• EXERCISE INSTRUCTIONS: The data below holds a line containing "[(253, 361), (274, 306), (274, 372)]" and a line containing "Put a marker on every instance of the wooden handrail, one"; please quote exactly those two lines and every line between them, and nothing else.

• RECORDS SUPPLIED:

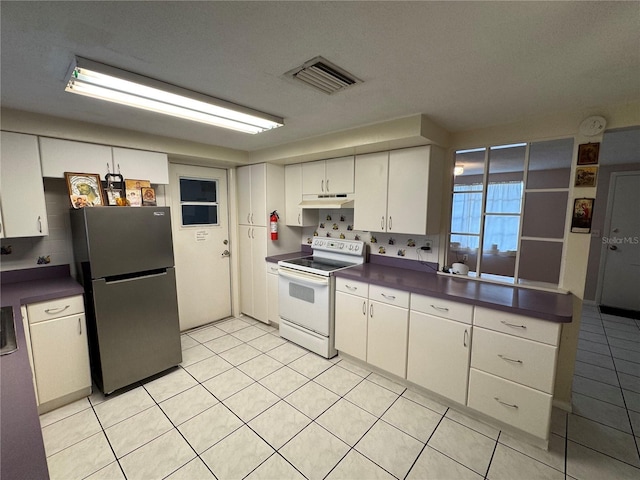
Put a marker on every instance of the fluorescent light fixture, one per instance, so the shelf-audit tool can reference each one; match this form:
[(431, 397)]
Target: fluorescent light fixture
[(104, 82)]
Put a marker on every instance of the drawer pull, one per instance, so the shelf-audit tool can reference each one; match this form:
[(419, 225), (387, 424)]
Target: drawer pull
[(53, 311), (509, 359), (513, 325), (442, 309), (505, 404)]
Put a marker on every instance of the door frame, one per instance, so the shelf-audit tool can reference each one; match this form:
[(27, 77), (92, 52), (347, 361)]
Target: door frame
[(607, 227)]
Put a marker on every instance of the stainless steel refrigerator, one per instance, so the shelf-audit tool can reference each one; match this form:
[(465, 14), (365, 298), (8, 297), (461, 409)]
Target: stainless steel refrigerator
[(124, 258)]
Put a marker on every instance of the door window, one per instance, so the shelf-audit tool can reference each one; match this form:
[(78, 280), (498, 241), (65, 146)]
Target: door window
[(199, 202)]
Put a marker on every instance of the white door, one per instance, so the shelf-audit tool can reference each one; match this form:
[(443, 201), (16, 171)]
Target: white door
[(200, 223), (621, 272)]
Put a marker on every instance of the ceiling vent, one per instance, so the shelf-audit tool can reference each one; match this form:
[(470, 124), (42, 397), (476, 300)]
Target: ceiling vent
[(323, 75)]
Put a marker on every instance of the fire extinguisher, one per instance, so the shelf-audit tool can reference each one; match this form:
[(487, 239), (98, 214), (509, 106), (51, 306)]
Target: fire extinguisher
[(273, 223)]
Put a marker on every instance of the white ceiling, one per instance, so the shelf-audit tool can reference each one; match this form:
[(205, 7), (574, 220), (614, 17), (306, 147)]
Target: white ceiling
[(463, 64)]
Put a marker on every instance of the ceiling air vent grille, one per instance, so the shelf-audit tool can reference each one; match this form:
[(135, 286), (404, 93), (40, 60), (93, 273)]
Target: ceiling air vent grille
[(324, 76)]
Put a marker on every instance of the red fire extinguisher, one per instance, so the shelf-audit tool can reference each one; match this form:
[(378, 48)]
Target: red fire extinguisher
[(273, 222)]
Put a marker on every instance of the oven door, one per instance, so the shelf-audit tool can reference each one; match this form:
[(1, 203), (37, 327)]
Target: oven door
[(305, 299)]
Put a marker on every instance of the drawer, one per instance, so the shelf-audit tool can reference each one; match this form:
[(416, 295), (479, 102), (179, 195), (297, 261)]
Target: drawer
[(530, 363), (522, 407), (518, 325), (460, 312), (392, 296), (57, 308), (354, 287)]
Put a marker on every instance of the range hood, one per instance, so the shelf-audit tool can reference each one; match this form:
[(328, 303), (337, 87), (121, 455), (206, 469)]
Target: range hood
[(327, 201)]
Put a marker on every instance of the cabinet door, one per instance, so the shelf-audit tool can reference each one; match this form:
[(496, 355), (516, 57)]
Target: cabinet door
[(313, 178), (60, 357), (59, 156), (141, 165), (351, 325), (23, 205), (259, 195), (339, 175), (408, 183), (245, 261), (244, 195), (438, 356), (370, 209), (272, 293), (387, 337), (259, 252)]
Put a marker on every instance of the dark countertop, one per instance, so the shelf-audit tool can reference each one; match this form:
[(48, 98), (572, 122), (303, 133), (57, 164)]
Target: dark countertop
[(555, 307), (21, 446)]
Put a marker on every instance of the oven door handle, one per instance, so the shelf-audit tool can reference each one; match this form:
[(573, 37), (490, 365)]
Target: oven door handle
[(303, 276)]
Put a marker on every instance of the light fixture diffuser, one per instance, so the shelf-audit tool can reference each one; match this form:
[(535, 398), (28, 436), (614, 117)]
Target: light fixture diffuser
[(104, 82)]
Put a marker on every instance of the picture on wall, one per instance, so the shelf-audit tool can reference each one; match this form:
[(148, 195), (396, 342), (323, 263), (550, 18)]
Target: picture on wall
[(588, 153), (85, 185), (582, 215), (586, 176)]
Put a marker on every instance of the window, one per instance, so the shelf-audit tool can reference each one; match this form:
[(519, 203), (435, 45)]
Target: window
[(508, 211), (198, 201)]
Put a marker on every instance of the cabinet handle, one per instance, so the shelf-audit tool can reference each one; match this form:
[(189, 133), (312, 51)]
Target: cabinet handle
[(510, 405), (442, 309), (513, 325), (507, 359), (53, 311)]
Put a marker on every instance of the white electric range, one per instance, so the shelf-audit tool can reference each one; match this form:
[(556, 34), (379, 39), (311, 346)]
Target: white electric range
[(306, 291)]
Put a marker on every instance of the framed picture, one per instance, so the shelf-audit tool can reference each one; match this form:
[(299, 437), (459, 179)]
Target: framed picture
[(588, 153), (86, 184), (133, 189), (148, 197), (582, 215), (586, 176)]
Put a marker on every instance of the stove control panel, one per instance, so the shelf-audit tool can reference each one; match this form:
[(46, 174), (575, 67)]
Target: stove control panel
[(347, 247)]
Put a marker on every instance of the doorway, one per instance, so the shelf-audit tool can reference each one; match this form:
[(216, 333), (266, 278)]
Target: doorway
[(620, 267), (200, 223)]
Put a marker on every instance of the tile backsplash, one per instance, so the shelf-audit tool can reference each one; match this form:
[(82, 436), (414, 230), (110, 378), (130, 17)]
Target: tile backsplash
[(339, 224)]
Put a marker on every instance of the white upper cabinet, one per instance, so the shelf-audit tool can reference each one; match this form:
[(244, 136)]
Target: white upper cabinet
[(252, 201), (294, 215), (24, 212), (141, 165), (399, 191), (59, 156), (326, 177)]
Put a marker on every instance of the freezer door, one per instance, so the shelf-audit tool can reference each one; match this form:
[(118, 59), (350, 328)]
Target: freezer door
[(121, 240), (136, 329)]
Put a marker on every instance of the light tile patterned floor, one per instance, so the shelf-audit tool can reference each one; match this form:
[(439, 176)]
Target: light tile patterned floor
[(247, 404)]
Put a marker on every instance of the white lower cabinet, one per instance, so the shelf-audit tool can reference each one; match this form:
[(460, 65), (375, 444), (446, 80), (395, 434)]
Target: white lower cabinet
[(438, 356), (272, 293), (58, 350)]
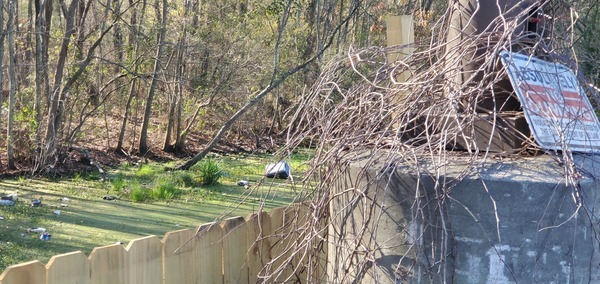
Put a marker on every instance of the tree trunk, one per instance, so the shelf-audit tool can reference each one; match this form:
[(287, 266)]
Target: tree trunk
[(12, 10), (143, 147), (274, 83), (132, 41), (40, 75), (56, 104), (174, 124), (1, 55)]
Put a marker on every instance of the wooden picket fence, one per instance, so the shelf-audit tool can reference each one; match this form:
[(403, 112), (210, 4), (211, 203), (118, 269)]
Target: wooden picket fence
[(234, 251)]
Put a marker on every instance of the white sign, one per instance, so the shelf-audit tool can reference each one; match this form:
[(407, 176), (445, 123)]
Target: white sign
[(555, 106)]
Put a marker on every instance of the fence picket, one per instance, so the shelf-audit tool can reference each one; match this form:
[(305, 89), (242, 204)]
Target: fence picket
[(32, 272), (235, 269), (145, 260), (210, 249), (180, 257), (68, 268), (259, 228), (108, 265)]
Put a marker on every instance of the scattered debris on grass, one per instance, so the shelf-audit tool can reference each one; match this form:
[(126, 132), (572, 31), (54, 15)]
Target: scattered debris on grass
[(45, 236), (37, 230), (109, 197)]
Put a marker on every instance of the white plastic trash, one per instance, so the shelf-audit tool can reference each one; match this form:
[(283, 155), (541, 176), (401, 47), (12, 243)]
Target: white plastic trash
[(37, 230), (7, 202), (280, 169)]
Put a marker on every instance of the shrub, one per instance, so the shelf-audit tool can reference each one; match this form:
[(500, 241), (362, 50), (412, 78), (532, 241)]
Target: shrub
[(209, 171)]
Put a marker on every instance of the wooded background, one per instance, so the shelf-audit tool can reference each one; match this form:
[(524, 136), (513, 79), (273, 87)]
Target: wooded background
[(136, 77)]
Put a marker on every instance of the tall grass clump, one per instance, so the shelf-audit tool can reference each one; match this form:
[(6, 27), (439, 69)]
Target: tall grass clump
[(164, 189), (209, 172)]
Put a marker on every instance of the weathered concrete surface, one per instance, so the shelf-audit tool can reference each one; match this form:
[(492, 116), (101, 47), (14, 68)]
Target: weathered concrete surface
[(506, 222)]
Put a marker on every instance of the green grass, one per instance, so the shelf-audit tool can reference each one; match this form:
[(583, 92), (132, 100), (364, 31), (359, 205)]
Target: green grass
[(152, 202)]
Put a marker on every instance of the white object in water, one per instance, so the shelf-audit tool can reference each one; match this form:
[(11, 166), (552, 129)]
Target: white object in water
[(37, 230), (280, 169)]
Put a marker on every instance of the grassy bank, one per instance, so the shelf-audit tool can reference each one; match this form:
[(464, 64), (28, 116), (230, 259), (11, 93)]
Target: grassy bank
[(86, 220)]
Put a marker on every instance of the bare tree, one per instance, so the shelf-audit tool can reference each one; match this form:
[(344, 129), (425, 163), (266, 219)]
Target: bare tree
[(12, 10), (160, 39), (276, 79)]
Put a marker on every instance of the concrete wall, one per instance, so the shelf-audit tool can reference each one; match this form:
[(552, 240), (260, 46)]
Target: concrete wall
[(508, 222)]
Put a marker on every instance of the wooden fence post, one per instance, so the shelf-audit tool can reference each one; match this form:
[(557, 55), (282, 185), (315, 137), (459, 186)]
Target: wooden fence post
[(68, 268)]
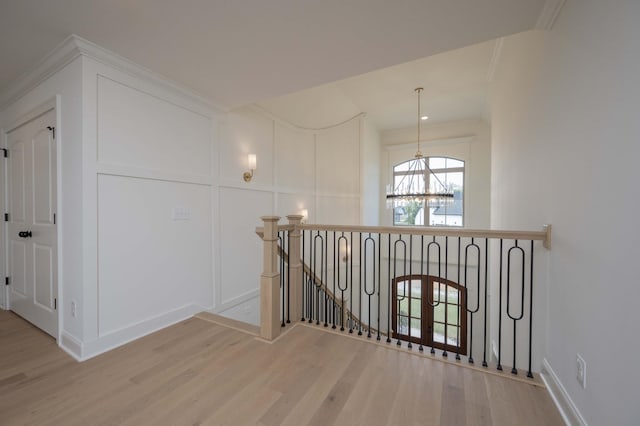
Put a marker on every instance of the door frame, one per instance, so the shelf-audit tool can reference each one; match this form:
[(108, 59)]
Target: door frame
[(55, 105)]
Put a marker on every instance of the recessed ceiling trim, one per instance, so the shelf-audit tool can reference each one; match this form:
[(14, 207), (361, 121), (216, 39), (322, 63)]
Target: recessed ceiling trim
[(397, 146), (495, 58), (73, 47), (549, 14), (294, 126), (54, 61)]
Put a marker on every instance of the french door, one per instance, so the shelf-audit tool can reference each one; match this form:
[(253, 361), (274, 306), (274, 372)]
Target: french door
[(431, 311)]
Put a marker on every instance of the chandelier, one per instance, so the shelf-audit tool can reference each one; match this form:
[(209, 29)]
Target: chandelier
[(418, 183)]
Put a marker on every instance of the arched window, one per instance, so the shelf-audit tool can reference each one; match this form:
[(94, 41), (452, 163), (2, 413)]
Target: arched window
[(431, 311), (450, 172)]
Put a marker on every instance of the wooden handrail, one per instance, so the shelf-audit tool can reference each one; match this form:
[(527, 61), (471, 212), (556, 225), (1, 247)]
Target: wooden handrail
[(544, 235)]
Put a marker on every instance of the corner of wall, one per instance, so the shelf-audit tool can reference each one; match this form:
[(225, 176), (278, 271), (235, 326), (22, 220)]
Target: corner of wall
[(568, 410)]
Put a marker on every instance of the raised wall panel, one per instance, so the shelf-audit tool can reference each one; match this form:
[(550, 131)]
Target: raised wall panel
[(338, 210), (43, 275), (139, 130), (240, 248), (42, 178), (18, 254), (338, 160), (154, 249), (295, 153)]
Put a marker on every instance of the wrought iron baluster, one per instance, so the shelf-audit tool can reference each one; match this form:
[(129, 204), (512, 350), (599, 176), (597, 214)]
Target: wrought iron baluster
[(469, 310), (515, 318), (529, 373), (373, 279)]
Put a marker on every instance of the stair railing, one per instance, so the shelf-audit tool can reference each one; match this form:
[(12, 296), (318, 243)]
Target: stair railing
[(457, 292)]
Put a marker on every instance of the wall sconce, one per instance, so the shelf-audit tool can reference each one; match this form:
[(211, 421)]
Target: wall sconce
[(251, 159), (345, 252)]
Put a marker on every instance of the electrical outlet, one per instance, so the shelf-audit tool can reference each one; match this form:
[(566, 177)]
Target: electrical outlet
[(581, 373)]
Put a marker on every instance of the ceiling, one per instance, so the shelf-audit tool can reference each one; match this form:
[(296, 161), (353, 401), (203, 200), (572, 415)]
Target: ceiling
[(238, 52), (456, 85)]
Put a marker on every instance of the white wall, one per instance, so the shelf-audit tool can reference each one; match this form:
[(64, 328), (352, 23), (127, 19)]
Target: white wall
[(467, 140), (298, 168), (370, 176), (148, 166), (132, 148), (564, 127)]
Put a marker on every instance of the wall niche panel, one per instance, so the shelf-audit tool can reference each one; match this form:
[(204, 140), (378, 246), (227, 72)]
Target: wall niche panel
[(154, 249), (139, 130), (295, 159), (338, 160), (338, 210)]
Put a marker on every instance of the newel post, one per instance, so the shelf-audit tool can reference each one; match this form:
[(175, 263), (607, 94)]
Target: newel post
[(295, 268), (270, 281)]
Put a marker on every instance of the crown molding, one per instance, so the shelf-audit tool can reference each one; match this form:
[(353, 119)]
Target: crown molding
[(549, 14), (73, 47), (62, 55)]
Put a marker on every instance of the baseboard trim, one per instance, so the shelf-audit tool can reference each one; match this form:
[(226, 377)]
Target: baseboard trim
[(71, 345), (568, 410), (118, 338)]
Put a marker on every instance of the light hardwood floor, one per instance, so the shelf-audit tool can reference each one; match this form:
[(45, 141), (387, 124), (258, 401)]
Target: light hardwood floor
[(200, 372)]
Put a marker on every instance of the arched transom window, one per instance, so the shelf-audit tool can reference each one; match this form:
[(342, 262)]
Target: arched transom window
[(450, 171)]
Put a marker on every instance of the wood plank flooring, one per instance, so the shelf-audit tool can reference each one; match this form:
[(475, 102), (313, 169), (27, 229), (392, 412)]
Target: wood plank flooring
[(200, 372)]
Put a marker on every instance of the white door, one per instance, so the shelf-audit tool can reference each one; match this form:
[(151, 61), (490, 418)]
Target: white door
[(31, 227)]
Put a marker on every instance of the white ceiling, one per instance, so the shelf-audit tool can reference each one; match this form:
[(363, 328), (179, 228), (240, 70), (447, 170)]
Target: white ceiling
[(455, 83), (235, 52)]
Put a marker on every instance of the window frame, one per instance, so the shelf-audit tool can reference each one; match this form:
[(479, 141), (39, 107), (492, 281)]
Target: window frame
[(427, 179)]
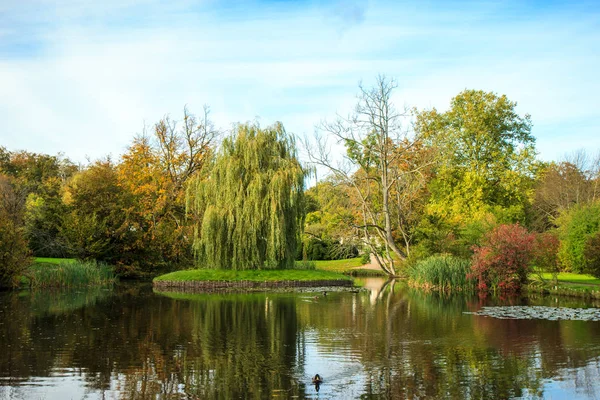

• SOLUTION:
[(253, 361), (274, 306), (274, 372)]
Target: french door
[(431, 311)]
Put a marker on every instance of the chandelier, one per instance, so the shelf-audit tool can reference each one; match this form:
[(209, 29)]
Target: chandelier
[(418, 183)]
Put a marker on every instance of the arched window, one per instance, so the shelf-audit tool can reference each one; match this form:
[(94, 41), (452, 163), (2, 413)]
Target: arched window
[(431, 311), (450, 172)]
Put a marker on every instance of the wooden handrail, one per instance, so the shelf-audit tool can reference each one; match this form:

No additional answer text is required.